● CHALLENGE
Return every line below that contains the word "position".
-------- EXTRACTED ENTRIES
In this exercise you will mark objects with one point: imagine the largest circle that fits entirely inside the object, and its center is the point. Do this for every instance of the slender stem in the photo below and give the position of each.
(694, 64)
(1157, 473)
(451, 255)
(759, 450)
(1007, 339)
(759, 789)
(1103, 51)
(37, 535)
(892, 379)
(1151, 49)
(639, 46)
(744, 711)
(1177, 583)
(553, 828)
----------------
● RESULT
In this exercise you will mark objects with one point: imagine the largest circle that fits entirely inside the object, and its center is the point. Do this for every instance of the slender stem in the photo below and give the position of each.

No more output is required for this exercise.